Set exercise: Return every line of the listing below that contains the string "tank", copied without changes.

++++ Data rows ++++

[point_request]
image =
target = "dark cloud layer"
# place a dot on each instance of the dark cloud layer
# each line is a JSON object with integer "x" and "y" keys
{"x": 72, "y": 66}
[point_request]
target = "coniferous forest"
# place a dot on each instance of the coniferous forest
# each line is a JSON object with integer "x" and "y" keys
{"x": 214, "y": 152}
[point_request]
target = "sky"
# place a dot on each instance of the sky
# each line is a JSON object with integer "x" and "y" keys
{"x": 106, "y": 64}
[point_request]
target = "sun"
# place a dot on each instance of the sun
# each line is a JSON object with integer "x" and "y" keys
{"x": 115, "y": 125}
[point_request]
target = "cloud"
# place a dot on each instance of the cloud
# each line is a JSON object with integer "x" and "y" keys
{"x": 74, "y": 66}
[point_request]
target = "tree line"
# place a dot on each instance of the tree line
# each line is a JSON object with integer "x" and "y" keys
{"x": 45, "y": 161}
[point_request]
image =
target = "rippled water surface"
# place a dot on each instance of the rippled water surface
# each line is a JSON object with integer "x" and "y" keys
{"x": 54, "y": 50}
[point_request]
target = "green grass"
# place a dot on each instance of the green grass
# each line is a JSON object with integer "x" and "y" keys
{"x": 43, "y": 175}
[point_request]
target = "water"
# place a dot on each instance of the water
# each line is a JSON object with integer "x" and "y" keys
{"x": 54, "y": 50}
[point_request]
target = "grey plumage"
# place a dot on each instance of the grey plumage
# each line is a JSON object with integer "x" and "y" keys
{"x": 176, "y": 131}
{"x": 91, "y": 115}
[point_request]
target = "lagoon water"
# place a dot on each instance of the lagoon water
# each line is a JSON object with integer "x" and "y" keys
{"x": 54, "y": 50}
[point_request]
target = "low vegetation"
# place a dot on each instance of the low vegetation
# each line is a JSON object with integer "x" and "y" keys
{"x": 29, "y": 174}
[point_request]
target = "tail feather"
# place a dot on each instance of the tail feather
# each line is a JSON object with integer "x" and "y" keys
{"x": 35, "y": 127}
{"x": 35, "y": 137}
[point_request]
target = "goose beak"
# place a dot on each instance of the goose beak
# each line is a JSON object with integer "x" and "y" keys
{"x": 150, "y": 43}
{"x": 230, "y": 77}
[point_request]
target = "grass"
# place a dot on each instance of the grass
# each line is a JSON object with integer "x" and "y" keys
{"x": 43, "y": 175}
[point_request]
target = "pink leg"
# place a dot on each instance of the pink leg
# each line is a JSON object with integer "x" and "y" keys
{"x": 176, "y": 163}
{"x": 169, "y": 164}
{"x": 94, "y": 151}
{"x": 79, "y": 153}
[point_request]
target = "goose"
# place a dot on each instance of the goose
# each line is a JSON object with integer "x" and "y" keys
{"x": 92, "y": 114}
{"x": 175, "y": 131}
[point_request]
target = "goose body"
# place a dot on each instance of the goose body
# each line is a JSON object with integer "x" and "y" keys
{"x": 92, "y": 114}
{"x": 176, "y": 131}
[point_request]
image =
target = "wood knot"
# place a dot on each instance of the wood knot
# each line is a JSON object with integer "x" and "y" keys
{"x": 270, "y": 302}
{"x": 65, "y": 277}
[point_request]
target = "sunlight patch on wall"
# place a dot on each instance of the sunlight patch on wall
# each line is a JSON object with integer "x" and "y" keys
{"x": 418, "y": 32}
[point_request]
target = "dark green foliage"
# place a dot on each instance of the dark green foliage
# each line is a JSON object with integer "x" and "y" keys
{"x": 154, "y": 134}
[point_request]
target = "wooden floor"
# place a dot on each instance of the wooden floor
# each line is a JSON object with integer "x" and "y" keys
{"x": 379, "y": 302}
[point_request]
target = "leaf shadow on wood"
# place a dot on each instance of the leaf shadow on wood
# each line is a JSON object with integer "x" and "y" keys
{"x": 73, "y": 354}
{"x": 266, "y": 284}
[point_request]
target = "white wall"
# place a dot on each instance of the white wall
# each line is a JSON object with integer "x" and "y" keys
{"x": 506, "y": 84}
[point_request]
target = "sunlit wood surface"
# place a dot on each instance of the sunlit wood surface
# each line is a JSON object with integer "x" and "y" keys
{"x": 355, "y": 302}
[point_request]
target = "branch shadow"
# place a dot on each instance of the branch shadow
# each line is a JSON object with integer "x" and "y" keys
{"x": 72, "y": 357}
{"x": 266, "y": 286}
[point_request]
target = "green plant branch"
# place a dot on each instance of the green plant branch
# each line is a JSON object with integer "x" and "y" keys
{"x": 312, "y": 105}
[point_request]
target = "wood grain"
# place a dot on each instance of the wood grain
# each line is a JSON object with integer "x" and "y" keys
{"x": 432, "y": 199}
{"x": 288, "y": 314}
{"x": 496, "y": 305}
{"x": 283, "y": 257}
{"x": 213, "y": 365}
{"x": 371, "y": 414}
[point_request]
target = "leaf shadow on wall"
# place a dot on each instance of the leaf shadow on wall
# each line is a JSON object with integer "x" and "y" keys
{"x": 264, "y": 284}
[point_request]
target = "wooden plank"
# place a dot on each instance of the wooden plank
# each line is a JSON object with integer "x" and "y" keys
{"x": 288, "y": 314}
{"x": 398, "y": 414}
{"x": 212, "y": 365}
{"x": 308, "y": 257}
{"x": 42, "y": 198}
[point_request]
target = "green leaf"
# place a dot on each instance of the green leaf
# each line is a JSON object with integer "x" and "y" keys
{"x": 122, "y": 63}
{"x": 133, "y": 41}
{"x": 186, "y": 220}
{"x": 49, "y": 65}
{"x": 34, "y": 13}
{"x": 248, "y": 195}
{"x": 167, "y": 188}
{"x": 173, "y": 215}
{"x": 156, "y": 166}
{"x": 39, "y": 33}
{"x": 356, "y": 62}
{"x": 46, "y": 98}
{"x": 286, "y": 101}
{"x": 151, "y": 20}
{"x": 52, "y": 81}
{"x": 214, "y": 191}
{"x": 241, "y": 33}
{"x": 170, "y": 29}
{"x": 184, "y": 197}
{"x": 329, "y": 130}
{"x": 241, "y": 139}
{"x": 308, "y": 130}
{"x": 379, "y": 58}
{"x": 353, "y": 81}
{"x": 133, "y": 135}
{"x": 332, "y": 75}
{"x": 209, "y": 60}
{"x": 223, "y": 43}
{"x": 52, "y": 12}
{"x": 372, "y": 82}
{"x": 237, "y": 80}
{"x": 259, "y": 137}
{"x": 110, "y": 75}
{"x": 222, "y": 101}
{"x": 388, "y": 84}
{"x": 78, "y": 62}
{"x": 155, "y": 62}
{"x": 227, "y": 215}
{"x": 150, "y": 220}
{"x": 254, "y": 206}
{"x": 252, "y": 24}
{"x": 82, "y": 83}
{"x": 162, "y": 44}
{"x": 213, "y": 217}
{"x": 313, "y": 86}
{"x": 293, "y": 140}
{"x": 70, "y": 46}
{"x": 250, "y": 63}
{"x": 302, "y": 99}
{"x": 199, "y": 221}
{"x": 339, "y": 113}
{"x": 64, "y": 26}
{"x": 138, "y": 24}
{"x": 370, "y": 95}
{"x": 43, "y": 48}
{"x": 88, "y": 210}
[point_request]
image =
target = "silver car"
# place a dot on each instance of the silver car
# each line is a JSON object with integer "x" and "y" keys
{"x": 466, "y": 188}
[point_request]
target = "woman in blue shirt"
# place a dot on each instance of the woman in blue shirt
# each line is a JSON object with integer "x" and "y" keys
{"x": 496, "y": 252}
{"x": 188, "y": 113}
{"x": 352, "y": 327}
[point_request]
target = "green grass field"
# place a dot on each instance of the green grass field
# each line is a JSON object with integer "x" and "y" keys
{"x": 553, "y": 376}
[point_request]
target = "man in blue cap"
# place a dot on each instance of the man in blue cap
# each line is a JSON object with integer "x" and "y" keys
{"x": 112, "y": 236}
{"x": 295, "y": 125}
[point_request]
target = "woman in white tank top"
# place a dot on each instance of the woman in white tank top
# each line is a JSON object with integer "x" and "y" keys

++++

Final result:
target = "woman in white tank top"
# place a dot on each instance of the woman in white tank top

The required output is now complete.